» **PAGE EXTRACT**
How is it misleading when the whole point is that Redis can only be single threaded†? That's why Dragonfly (claims) to scale better. If anything, it's the Redis rebuttal that comes across as misleading; the posted announcement is very up front that Dragonfly's value proposition is that you get vertical scaling for free without having the additional ops overhead of a Redis cluster, which is very much not free in terms of maintenance and opportunity cost.
†: Redis 6 added threads, but AFAIK this is only for handling connection I/O. Actual database access is still single threaded. The only way I'm aware of to scale Redis is via clustering.
It's misleading because the comparison would be redis cluster vs dragonfly. There's no speed-up if the Redis user isn't fully saturating a single core. The real question is why is it only 25x faster on a 64-vCPU machine? Why isn't it 64x? Does this mean it's 60% slower when the request volume is below the needs of a single-threaded redis?
> Dragonfly's value proposition
Dragonfly has zero value proposition other than a ticking-time-bomb of pricing fuckery when they're forced to yield a return on that $21M investment.
It compares a process with a listening port with another process with a listening port. To give another example - nobody compares minio with bunch of disks to which you can write separately, and probably more efficiently.
hmm, Redis Labs are setting a cluster of 40 Redis processes on the same instance. It would be extremely difficult to do that with Redis OSS for anyone else.
"For the last 15 years, Redis has been the primary technology for developers looking to provide a real-time experience to their users. Over this period, the amount of data the average application uses has increased dramatically, as has the available hardware to serve that data. Readily available cloud instances today have at least 10X the CPUs and 100X more memory than their equivalent counterparts had 15 years ago. However, the single-threaded design of Redis has not evolved to meet modern data demands nor to take full advantage of modern hardware."
That's not what they are saying is wrong with Redis. Is Redis really 'antique tech'? Arguably, concurrent processing with a scale-up-only approach is a poor fit for "modern hardware".
So yes, you are correct: Redis from github requires knowledge and (your) code to make n instances work together (whether on the same node or not). But to claim that this is the case for "anyone else [but Redis Labs]" is questionable.
From a certain architectural camp, pin-to-core-process-in-parallel approach is optimal for [scaling on] "modern hardware". Salvatore can correct me on this but I don't recall that being a consideration at the early days, but it turned out to be a good choice. Some of the Redis apis however require dataset ensemble participation (anykind of total order semantics over the partitioned set) which is what is "difficult" to do effectively.

» **THE TASKS**
a - Return, word for word, the part of the Redis and Dragonfly thread starting with "From a certain" and going on through "to do effectively.".
b - Extend the Redis and Dragonfly thread beyond its final sentence.

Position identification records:
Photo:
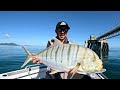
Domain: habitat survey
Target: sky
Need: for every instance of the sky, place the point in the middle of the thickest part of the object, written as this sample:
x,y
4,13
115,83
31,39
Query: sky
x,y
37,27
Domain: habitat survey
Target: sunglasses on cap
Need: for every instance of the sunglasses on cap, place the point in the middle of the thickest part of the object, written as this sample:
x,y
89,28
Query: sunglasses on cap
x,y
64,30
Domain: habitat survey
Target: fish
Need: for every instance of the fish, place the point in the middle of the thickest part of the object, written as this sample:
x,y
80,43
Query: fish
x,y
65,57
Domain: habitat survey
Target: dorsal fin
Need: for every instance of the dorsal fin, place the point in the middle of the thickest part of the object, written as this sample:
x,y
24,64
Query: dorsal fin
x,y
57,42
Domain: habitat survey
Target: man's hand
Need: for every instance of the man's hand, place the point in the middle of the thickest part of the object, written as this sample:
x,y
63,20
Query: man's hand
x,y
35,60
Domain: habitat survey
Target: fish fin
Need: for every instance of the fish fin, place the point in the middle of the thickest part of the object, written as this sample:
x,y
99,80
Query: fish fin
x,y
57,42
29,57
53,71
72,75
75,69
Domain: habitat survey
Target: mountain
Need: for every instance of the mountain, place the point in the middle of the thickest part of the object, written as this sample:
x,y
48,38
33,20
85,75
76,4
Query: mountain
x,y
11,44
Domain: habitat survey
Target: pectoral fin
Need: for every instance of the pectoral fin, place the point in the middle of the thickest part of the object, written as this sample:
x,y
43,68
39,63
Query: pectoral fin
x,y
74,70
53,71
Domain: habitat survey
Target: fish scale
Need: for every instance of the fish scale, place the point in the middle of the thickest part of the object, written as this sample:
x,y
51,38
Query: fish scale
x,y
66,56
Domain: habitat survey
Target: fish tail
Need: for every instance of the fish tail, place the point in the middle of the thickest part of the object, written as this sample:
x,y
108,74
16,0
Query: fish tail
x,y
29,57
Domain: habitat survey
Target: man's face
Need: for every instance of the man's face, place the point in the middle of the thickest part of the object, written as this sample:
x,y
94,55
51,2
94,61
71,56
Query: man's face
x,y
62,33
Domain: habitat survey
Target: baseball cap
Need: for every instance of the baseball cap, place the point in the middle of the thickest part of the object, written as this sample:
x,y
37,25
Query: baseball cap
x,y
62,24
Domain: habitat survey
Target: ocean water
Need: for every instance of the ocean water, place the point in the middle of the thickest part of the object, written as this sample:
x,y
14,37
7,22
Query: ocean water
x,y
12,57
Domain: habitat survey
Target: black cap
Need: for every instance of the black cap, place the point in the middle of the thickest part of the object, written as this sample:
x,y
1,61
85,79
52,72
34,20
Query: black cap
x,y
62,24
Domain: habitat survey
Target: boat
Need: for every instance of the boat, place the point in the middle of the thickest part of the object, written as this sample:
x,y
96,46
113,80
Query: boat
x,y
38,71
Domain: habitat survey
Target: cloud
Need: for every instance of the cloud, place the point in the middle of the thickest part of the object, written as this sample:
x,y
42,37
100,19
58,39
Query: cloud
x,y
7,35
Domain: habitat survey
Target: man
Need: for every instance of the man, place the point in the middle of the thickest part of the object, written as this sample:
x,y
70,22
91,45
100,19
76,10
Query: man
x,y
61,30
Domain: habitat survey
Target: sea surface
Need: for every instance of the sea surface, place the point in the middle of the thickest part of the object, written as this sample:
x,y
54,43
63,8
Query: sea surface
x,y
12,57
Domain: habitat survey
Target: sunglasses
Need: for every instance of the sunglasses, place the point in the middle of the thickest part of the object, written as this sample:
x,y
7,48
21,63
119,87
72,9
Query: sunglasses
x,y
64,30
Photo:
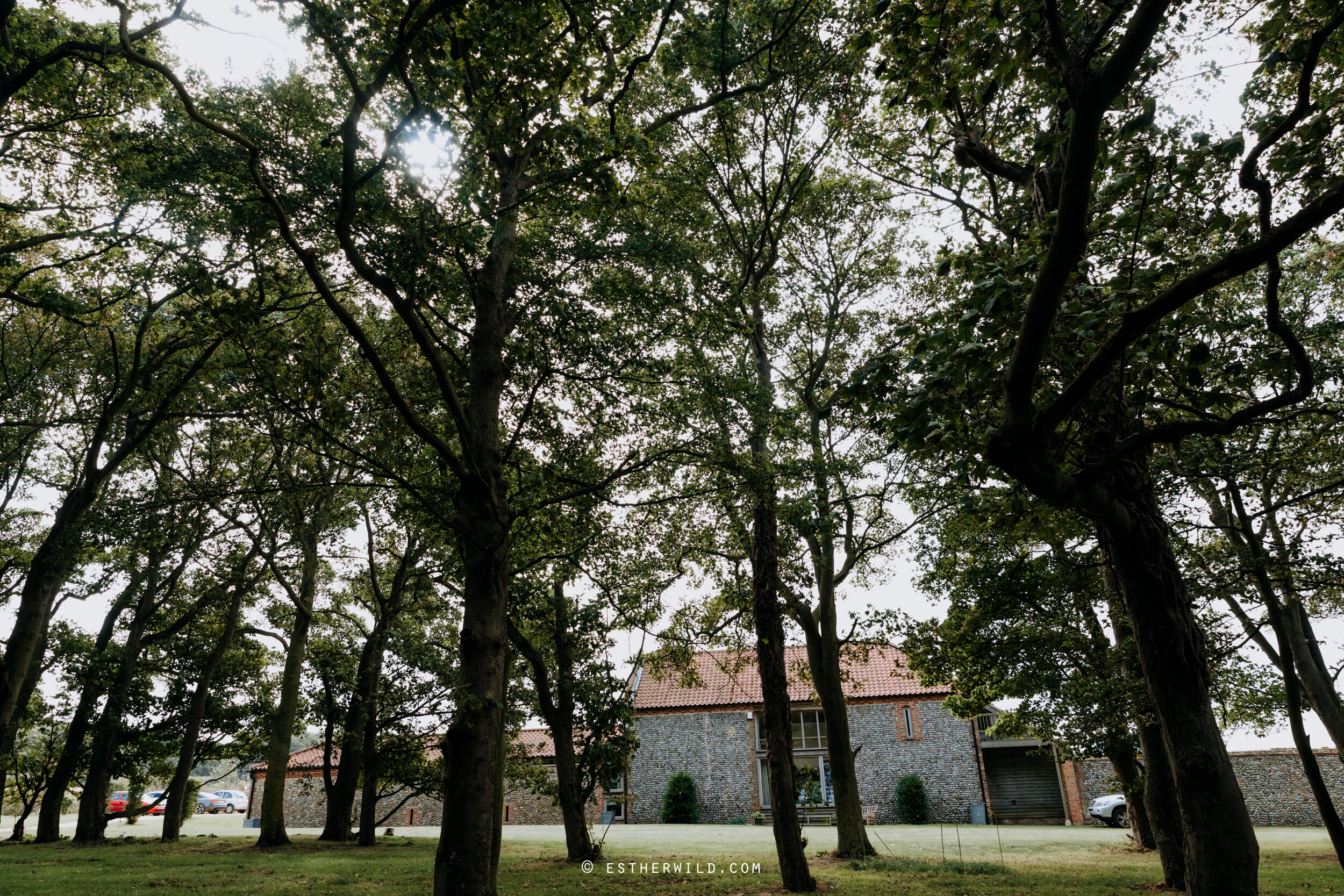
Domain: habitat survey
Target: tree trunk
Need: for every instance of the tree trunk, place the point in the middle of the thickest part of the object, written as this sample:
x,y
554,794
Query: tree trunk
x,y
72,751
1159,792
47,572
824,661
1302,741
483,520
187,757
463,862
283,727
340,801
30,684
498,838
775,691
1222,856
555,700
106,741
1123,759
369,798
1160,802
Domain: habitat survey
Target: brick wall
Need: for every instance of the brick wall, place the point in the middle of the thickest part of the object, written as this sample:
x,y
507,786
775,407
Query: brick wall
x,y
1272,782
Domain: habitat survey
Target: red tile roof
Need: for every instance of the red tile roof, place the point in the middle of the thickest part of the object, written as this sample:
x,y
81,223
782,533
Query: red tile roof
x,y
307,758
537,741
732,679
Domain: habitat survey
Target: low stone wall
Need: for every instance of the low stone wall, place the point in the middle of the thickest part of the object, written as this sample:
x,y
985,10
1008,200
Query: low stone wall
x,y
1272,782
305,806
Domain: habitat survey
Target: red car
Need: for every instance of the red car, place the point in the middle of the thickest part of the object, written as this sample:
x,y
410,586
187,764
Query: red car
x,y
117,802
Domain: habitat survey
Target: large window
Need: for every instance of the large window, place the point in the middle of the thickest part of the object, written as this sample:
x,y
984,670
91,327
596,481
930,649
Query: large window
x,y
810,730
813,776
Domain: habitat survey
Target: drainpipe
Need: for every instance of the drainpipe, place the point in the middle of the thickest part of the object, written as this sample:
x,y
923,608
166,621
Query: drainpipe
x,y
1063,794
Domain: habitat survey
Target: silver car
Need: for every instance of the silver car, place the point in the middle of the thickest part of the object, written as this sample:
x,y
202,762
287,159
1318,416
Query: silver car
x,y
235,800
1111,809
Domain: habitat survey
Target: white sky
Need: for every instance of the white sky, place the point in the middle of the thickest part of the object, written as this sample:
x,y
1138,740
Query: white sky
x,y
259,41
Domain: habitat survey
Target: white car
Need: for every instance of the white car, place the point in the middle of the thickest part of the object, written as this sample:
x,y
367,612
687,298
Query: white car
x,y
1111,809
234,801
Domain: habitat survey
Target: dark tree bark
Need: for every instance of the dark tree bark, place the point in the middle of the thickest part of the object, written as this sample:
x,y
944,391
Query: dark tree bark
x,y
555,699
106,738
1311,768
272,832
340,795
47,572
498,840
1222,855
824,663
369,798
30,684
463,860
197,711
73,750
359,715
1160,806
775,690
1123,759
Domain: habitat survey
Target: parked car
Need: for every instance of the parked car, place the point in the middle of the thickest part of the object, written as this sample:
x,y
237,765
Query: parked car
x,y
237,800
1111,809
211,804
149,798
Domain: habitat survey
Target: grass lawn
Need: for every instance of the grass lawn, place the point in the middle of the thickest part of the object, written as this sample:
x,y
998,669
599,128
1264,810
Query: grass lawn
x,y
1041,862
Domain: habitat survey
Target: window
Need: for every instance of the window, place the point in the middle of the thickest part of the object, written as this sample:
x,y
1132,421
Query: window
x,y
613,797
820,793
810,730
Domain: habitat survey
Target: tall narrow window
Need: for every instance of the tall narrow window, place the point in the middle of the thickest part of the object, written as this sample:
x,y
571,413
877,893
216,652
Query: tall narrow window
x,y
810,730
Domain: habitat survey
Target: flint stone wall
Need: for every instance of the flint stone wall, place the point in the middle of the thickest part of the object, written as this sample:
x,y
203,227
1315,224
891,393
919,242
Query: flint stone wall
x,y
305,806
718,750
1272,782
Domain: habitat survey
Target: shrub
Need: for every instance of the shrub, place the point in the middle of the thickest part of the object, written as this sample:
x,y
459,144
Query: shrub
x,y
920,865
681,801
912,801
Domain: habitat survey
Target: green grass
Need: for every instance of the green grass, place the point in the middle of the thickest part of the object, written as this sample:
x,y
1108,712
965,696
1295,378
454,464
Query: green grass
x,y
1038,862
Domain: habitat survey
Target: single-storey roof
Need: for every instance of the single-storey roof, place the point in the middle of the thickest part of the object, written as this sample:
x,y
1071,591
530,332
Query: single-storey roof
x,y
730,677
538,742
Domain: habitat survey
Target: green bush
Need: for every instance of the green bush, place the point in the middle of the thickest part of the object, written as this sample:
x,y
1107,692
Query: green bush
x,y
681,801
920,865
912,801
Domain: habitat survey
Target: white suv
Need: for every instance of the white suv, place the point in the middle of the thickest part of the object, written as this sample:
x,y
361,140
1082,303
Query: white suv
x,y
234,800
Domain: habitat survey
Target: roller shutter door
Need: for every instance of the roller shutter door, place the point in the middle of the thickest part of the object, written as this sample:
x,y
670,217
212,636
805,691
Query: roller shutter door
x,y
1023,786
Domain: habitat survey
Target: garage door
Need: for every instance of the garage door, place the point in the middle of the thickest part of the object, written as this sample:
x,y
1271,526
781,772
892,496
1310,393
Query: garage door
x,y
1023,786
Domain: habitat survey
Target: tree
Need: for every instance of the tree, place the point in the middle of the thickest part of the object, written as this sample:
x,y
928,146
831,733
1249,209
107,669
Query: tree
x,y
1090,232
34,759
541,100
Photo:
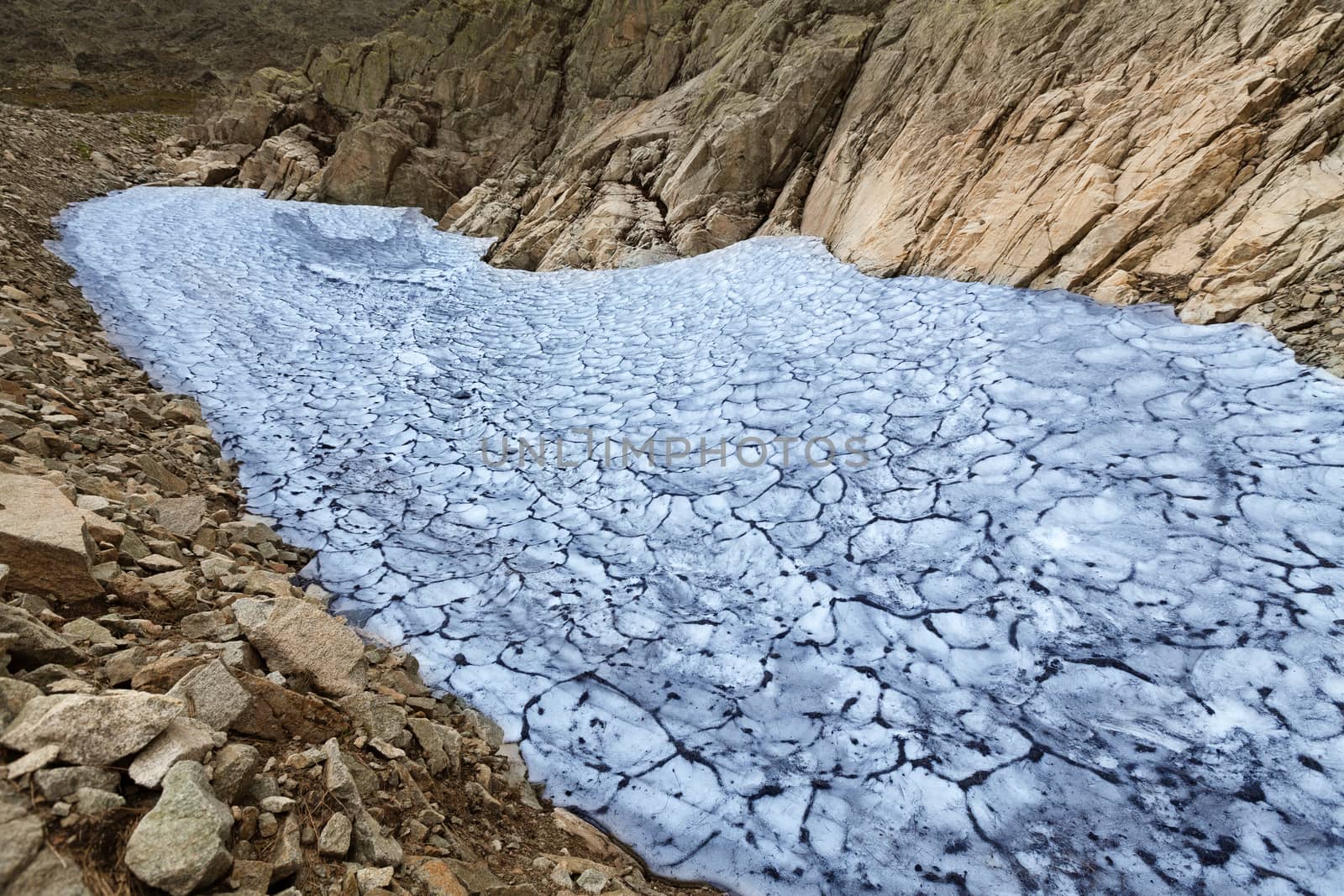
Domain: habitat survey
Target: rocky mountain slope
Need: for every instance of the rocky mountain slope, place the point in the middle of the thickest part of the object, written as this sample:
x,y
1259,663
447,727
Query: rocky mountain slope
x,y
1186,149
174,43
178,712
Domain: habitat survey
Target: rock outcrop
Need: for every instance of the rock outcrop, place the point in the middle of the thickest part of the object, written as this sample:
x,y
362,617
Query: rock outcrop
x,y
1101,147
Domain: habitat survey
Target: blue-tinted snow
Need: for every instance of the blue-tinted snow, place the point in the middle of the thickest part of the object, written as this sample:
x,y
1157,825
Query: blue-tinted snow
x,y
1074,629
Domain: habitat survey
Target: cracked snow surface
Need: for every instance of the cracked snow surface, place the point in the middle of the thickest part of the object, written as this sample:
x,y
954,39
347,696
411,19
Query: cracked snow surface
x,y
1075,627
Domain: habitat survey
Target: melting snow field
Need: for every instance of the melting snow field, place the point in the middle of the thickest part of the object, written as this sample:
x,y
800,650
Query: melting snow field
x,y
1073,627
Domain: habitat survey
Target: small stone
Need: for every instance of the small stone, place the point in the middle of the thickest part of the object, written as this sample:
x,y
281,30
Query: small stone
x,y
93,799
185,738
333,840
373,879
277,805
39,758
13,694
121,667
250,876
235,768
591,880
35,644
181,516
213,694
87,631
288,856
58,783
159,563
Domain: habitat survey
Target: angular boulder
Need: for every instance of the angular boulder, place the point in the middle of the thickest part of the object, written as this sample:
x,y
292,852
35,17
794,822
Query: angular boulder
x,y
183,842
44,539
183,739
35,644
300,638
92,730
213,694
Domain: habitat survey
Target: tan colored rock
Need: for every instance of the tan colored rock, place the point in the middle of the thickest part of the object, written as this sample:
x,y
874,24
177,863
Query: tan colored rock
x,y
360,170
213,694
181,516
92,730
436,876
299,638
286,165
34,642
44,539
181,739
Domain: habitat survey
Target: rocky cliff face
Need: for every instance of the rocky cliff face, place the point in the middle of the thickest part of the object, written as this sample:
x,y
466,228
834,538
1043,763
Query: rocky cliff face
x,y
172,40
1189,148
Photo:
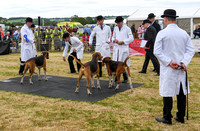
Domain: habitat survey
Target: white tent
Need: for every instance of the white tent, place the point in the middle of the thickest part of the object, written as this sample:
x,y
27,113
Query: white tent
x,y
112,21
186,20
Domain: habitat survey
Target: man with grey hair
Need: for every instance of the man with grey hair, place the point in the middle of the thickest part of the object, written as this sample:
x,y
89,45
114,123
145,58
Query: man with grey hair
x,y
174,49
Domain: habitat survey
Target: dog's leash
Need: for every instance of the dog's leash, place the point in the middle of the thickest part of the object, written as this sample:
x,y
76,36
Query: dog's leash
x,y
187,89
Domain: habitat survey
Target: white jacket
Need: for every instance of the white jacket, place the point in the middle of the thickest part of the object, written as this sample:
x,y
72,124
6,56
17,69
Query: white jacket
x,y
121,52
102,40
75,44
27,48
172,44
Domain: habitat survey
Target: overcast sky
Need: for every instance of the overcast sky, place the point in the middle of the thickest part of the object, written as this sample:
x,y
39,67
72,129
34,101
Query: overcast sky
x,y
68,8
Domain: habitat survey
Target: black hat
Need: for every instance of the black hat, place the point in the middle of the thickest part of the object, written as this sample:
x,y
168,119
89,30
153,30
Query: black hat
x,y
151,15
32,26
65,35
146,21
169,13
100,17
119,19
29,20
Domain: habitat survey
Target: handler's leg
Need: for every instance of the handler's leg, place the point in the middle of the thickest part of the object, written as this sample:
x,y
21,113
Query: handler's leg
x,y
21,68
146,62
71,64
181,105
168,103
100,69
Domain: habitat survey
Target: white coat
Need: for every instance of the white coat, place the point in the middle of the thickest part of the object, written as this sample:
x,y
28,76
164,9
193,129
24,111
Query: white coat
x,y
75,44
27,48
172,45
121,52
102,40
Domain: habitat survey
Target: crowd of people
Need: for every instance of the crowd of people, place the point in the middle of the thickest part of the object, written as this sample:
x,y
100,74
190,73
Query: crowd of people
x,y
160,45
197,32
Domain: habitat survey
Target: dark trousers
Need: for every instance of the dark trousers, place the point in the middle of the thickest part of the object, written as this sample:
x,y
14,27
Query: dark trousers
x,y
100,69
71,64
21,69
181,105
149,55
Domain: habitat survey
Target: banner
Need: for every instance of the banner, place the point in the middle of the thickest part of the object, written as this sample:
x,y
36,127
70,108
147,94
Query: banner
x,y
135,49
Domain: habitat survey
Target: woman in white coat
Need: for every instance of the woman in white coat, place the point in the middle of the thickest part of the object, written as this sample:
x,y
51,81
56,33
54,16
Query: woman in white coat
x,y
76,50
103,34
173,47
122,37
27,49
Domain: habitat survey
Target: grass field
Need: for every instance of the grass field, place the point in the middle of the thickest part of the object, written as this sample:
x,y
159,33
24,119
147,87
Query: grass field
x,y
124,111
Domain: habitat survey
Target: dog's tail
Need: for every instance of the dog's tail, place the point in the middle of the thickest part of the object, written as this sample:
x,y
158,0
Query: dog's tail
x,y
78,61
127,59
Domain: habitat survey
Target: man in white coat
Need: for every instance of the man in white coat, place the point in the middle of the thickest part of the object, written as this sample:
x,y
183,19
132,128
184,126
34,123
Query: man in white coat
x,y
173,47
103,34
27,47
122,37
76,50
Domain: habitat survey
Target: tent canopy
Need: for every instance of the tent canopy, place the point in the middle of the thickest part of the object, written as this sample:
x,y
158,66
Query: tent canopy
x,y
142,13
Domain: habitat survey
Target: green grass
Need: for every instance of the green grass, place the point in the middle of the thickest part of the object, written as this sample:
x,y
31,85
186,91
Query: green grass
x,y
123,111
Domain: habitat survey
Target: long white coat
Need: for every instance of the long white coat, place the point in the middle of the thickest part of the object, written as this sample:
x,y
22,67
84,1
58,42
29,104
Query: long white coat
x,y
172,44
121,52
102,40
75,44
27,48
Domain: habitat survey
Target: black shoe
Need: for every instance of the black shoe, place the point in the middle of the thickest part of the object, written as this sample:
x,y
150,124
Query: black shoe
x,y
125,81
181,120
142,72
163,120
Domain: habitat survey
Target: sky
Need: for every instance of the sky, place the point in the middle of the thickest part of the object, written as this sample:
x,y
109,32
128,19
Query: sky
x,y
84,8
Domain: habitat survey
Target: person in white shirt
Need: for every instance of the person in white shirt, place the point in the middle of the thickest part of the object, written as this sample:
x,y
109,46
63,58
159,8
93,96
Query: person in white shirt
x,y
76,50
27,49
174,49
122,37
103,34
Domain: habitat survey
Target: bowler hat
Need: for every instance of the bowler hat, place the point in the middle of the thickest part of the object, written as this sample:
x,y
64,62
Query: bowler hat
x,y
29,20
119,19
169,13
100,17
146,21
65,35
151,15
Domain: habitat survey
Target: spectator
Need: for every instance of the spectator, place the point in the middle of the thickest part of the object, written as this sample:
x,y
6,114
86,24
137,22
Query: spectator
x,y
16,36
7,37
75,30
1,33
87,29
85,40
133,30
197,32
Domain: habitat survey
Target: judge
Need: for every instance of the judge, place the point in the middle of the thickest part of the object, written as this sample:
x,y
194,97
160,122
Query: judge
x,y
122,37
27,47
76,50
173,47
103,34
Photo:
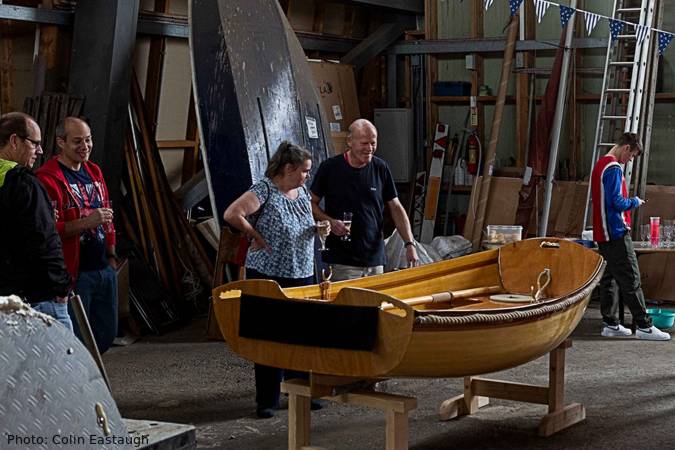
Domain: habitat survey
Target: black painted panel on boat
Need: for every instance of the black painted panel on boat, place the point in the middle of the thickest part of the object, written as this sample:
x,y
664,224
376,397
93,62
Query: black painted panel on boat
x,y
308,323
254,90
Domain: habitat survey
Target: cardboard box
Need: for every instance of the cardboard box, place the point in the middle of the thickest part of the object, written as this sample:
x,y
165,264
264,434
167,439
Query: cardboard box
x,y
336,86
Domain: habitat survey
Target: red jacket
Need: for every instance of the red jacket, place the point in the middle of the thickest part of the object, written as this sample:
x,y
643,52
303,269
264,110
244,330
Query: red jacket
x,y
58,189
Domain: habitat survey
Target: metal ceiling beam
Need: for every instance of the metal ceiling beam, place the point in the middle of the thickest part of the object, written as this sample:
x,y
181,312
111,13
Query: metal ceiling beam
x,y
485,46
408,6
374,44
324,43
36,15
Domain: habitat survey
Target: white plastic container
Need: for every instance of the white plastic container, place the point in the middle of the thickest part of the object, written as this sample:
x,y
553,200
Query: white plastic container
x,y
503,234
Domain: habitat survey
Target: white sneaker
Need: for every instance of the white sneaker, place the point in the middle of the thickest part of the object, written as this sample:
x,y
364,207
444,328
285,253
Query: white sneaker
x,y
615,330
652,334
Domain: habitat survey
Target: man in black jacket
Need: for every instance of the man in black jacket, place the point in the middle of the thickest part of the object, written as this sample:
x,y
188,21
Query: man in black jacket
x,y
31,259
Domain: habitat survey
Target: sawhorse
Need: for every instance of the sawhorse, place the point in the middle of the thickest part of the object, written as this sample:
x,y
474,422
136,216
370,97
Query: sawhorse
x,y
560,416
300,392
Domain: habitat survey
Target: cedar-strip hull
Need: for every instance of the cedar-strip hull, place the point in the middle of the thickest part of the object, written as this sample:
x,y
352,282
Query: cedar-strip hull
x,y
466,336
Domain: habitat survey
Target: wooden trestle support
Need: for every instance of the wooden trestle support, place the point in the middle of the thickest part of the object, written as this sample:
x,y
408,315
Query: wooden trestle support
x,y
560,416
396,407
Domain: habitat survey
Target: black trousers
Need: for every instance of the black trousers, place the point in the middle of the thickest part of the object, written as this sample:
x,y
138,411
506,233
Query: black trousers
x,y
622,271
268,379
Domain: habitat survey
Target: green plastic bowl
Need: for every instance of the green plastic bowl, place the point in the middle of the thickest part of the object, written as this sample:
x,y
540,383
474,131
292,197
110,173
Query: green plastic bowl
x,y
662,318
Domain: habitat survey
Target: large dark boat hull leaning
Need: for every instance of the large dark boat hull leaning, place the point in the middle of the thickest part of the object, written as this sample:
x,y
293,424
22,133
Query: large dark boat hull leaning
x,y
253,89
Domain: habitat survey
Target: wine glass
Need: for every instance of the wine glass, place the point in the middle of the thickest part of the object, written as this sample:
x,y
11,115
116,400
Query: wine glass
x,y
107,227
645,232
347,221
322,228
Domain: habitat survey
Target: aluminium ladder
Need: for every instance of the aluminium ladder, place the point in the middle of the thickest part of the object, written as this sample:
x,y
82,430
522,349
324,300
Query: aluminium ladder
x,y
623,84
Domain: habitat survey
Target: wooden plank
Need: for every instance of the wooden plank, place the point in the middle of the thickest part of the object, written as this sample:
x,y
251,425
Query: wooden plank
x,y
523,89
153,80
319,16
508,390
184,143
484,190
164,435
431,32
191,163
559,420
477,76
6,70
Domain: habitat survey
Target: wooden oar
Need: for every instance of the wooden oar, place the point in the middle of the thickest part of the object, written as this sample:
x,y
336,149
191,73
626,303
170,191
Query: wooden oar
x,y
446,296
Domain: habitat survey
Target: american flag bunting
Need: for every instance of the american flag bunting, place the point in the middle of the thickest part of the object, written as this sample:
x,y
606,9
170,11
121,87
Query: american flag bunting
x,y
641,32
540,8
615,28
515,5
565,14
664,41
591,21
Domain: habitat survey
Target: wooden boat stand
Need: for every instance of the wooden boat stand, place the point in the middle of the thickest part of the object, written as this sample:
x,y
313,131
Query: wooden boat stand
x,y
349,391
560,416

» **RESPONSES IN ORDER**
a -
From a certain architectural camp, pin-to-core-process-in-parallel approach is optimal for [scaling on] "modern hardware". Salvatore can correct me on this but I don't recall that being a consideration at the early days, but it turned out to be a good choice. Some of the Redis apis however require dataset ensemble participation (anykind of total order semantics over the partitioned set) which is what is "difficult" to do effectively.

b -
So basically any startup that can do that, should theoretically be able to squeeze more performance form their SaaS infrastructure than running Dragonfly type of architecture. Bonus, as pointed out by Redis Labs, being that the lots of parallel k/v processes can bust out of the max-jumbo-box should you ever need that to happen (for 'reliability' for example) ..
I think using word "misleading" is also "misleading".
Dragonfly hides complexity. Docker hid complexity of managing cgroups and deploying applications. S3 hid complexity of writing into separate disks. But you do not call S3 or minio misleading because they store stuff similarly to how disk stores files. Dragonfly hides complexity of managing bunch of processes on the same instance and the outcome of this is a cheaper production stack. What do you think has higher effective memory capacity on c6gn.16xlarge: a single process using all the memory or 40 processes which you need to provision independently?
It's misleading because, practically speaking, the type of people who are after the performance you advertise, are running clusters to begin with. So what you are selling is just a simplified stack that lets you not have to manage one more "system". That's fair but you could mention that? Or atleast acknowledge that if you repeat these tests with redis cluster the results will be wildly different and you wont have those crazy looking charts.
For example it's like me claiming that my new python web framework is X faster than Flask because it comes bundles with uwsgi. Yes, technically mine is faster, but its not a fair comparison.
It is source available. Generally can't use it to create a competing product... but also means you cannot combine it with any of the popular open source licenses.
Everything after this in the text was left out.